(SOURCE RECORDS)
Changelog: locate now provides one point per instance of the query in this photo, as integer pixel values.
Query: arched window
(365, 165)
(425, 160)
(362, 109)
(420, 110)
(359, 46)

(YOUR GOAL) Retype the records above exactly.

(PROBLEM SOLUTION)
Changelog: locate now provides one point per instance of the query in this photo, as integer pixel values.
Query: arched window
(365, 165)
(425, 160)
(362, 109)
(420, 110)
(359, 46)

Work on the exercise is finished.